• **Source**:
........
I have been thinking lately about the infamous “three percent problem” of the publishing landscape, the notion that only three percent of books published in the United States are books in translation. This figure has done a lot of work as a rallying cry among translators and publishers—statistics are good for that—but I can’t help feeling that the statistic actually masks more than it reveals. So here are some further statistics worth pondering: a cursory glimpse at the data from the translation database established by Chad Post of Open Letter and now maintained by Publishers Weekly reveals that, between 2018 and 2022, 58% of books published in translation came from French, Spanish, German, or Italian. To my shock, this figure has only increased over time: between 2008 and 2017, for instance, 48% of translated books were translated from these Big Four languages. I remain astonished that the diversity of books published in translation seems to be diminishing, rather than growing. And yet, it is not surprising: as large publishers attempt to consolidate monopolies, “risk aversion becomes systemic,” preventing smaller publishers from taking chances on new kinds of works. 

And so when we celebrate the increasing visibility of translation, we should also ask about what languages and literatures—and, consequently, what human experiences—are afforded visibility. If translated literature still makes up only three percent of the market in the United States, what does it say about the state of publishing that literature from thousands of languages beyond the Big Four has been relegated to a single, dwindling percentage point? How can translators from “lesser” translated languages garner visibility when the Big Four languages have only increased their share of the translation market over time? What good is a World Literature that privileges western languages, that reproduces existing global hierarchies, that retrenches European hegemony over cultural production? Why are publishers increasingly consolidating around these Big Four languages and increasingly excluding all others? The crucial work ahead lies in the hands of publishers and editors, to diversify their catalogs with braver acquisitions and more critical awareness of the inequities they perpetrate. Diversifying catalogs would mean greater opportunities for emerging translators, translators of color, and translators beyond North America and Europe. Championing linguistic diversity would stave off the reduction of any and all publishing decisions to mere actuarial science, and it would challenge the corporatization of literature itself. We deserve more than three percent, of course, but we also deserve a World Literature that represents more than the Big Four languages.

—Translator Nicholas Glastonbury

 

A really great question, in terms of what should be the next priority for the translation community. There are so many things that I still think need to be addressed, but if I had to choose one or two, I would say royalties from the first book sold should be standard practice for every publisher. The times this has happened with me, it’s been tremendously rewarding in every sense of the word. I also find that for translators to access publishers and editors, to get their work in front of them, still remains very much a game of “who knows who” or “who knows you.” If you don’t know the right individuals, you can’t get your work seen by the right pair of eyes. This needs to change.
........
• **Excerpted data**:
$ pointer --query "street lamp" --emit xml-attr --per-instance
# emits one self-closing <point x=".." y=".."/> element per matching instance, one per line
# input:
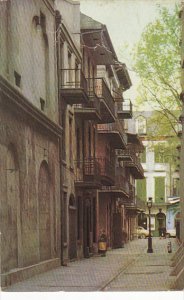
<point x="149" y="205"/>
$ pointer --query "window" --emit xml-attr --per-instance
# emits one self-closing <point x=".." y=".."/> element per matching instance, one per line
<point x="159" y="189"/>
<point x="65" y="217"/>
<point x="141" y="125"/>
<point x="78" y="217"/>
<point x="89" y="141"/>
<point x="70" y="142"/>
<point x="42" y="104"/>
<point x="141" y="189"/>
<point x="78" y="147"/>
<point x="17" y="79"/>
<point x="143" y="156"/>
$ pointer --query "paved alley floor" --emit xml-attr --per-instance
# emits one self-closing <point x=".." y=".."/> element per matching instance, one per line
<point x="127" y="269"/>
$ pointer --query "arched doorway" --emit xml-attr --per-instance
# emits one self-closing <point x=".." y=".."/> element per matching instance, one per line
<point x="44" y="212"/>
<point x="13" y="198"/>
<point x="72" y="227"/>
<point x="160" y="223"/>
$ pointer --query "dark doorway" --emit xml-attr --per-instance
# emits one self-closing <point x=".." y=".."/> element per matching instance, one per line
<point x="87" y="227"/>
<point x="117" y="231"/>
<point x="72" y="228"/>
<point x="160" y="223"/>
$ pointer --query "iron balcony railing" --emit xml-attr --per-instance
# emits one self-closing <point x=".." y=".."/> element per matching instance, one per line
<point x="111" y="127"/>
<point x="93" y="168"/>
<point x="73" y="79"/>
<point x="87" y="170"/>
<point x="101" y="89"/>
<point x="124" y="107"/>
<point x="125" y="154"/>
<point x="134" y="162"/>
<point x="93" y="103"/>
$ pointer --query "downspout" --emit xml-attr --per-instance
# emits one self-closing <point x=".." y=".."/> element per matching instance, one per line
<point x="58" y="20"/>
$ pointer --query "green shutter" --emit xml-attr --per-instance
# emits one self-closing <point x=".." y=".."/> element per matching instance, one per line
<point x="141" y="189"/>
<point x="159" y="189"/>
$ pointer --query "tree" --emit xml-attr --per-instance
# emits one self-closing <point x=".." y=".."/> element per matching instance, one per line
........
• **Written instruction**:
Reproduce the translation publishing passage above word for word, beginning at "A really great" and ending after "needs to change.".

• **Written solution**:
A really great question, in terms of what should be the next priority for the translation community. There are so many things that I still think need to be addressed, but if I had to choose one or two, I would say royalties from the first book sold should be standard practice for every publisher. The times this has happened with me, it’s been tremendously rewarding in every sense of the word. I also find that for translators to access publishers and editors, to get their work in front of them, still remains very much a game of “who knows who” or “who knows you.” If you don’t know the right individuals, you can’t get your work seen by the right pair of eyes. This needs to change.